_Directive 1:_ Rewrite the roadbed article from "After the styrodur" to "original Ackley layout.", swapping "styrodur" for "foam board".
_Directive 2:_ Using the roadbed article, decide whether each statement is true, and support each yes or no with the exact words from the article: (a) The cork roadbed can be obtained only by shipping from the US. (b) The styrodur used on the layout is yellow. (c) Bill Hoss laser cut the depot platform.
_Directive 3:_ Carry on writing the roadbed article from its last sentence.

No. 20: Ackley Layout – Laying Roadbed

After the styrodur subroadbed was laid and fixed securely to the layout frame, it was time to start laying roadbed and track.

I used cork roadbed exclusively because I like it. It is inexpensive, easy to get, comes in two pieces (essential for laying track on centerlines), stays in place with good glue, doesn’t swell, will hold spikes well if primed, and looks good.  I can get it shipped from the US and I can get it here in Germany easily from a local dealer.

Before I laid any roadbed I set up the track on the styrodur surface and continuously refined the track plan until I was satisfied that everything was in the right place. This process took a few weeks, going over the location of the turnouts and industries until everything fit. I outlined this process in the MRP 2014 article covering the original Ackley layout.


The photo above shows part of the mock-up process before any of the track was laid.  The styrodur is yellow, not blue like Styrofoam should be…but I really like the styrodur because it is a little more firm and easier to cut.  In this photo you can also see where I drove a few screws into the styrodur to hold it in place while it was being glued to the benchwork.

I mentioned in an earlier post that I built the whole layout around the depot platform. That’s not entirely true, but it’s close.  The depot platform was custom-made for me by Bill Hoss of Lake Junction Models in St. Louis. Because the platform was built on a broad curve, I couldn’t find or scratchbuild an off-the-shelf platform that met my needs. So I traced the track plan on a large piece of paper and sent it to Bill, and he laser cut the platform to fit.  It even has a curved brick pattern like the prototype, and curbing on the ends.  Bill delivered a truly beautiful scale representation.

Naturally I wanted to use the platform on the new layout so I built the entire track plan on this layout around it by placing it on the layout first and matching the curve to the platform, and adjusting the mainline on each end from there.  The photo above shows how the platform was put into place and the broad curve in town was planned around it.


I started laying the roadbed beginning with the main line track through the depot area. See the photo above.  I pinned the platform exactly where I wanted it and marked the centerline of the main line on the styrodur. This is one of the advantages of using cork roadbed, of course, as you can draw a centerline and lay track on it accurately.  I make liberal use of my wife’s sewing stick-pins for this process.

Next, I laid a bead of glue for one half of the cork roadbed only, then fixed half of the roadbed down and adjusted it as the glue dried.

_Source material:_
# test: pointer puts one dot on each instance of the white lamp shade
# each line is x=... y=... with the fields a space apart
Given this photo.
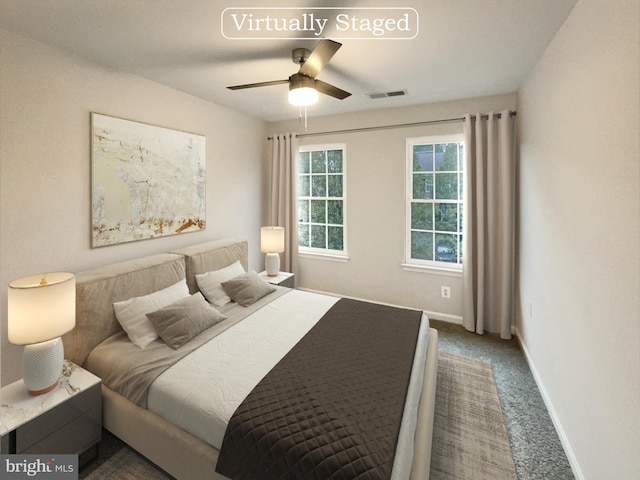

_Expected answer 1:_
After the foam board subroadbed was laid and fixed securely to the layout frame, it was time to start laying roadbed and track.

I used cork roadbed exclusively because I like it. It is inexpensive, easy to get, comes in two pieces (essential for laying track on centerlines), stays in place with good glue, doesn’t swell, will hold spikes well if primed, and looks good.  I can get it shipped from the US and I can get it here in Germany easily from a local dealer.

Before I laid any roadbed I set up the track on the foam board surface and continuously refined the track plan until I was satisfied that everything was in the right place. This process took a few weeks, going over the location of the turnouts and industries until everything fit. I outlined this process in the MRP 2014 article covering the original Ackley layout.

_Expected answer 2:_
(a) No: "I can get it here in Germany easily from a local dealer."
(b) Yes: "The styrodur is yellow, not blue like Styrofoam should be"
(c) Yes: "he laser cut the platform to fit"

_Expected answer 3:_
Once the roadbed was in the right place, I pinned it down with stickpins and then secured it down with old railroad locks. I slowly worked my way down the mainline, laying half the roadbed all the way across the 16 feet of visible layout.  Love that broad curve through town!



I used Elmer’s white glue to bond the roadbed to the styrodur. In the past I have used Elmer’s glue with good success bonding cork roadbed to wood subroadbed, but in this case the styrodur did not hold the roadbed down successfully.

I found that the roadbed would stay secured by painting over it with standard US water-base household paint, which is why the roadbed is green in some of the photos. Later I primed the styrodur with the green paint first, and this helped the white glue get a good bond with the roadbed. Later still, I used a different glue called Kleben that I bought at the local German hardware store, which is really strong stuff. I just glued the roadbed down on the styrodur without priming, and that worked well…and spared me all the extra painting and paint mess.


I’ll let the photos speak for themselves.  The photo above shows the roadbed laid and sealed, with track mocked-up to make sure I got everything right.  I used one layer of HO roadbed for the main track and N scale roadbed for everything else. I used a rasp to shave down the HO roadbed to the N scale thickness and that worked out just fine.  The station platform and parking area also consists of one layer of HO roadbed.

Below.  Throughout the roadbed-laying process, I continuously mocked-up the major features of the layout to make sure I was doing everything right. That took a lot of time but this helped me make sure I was on the right track so to speak..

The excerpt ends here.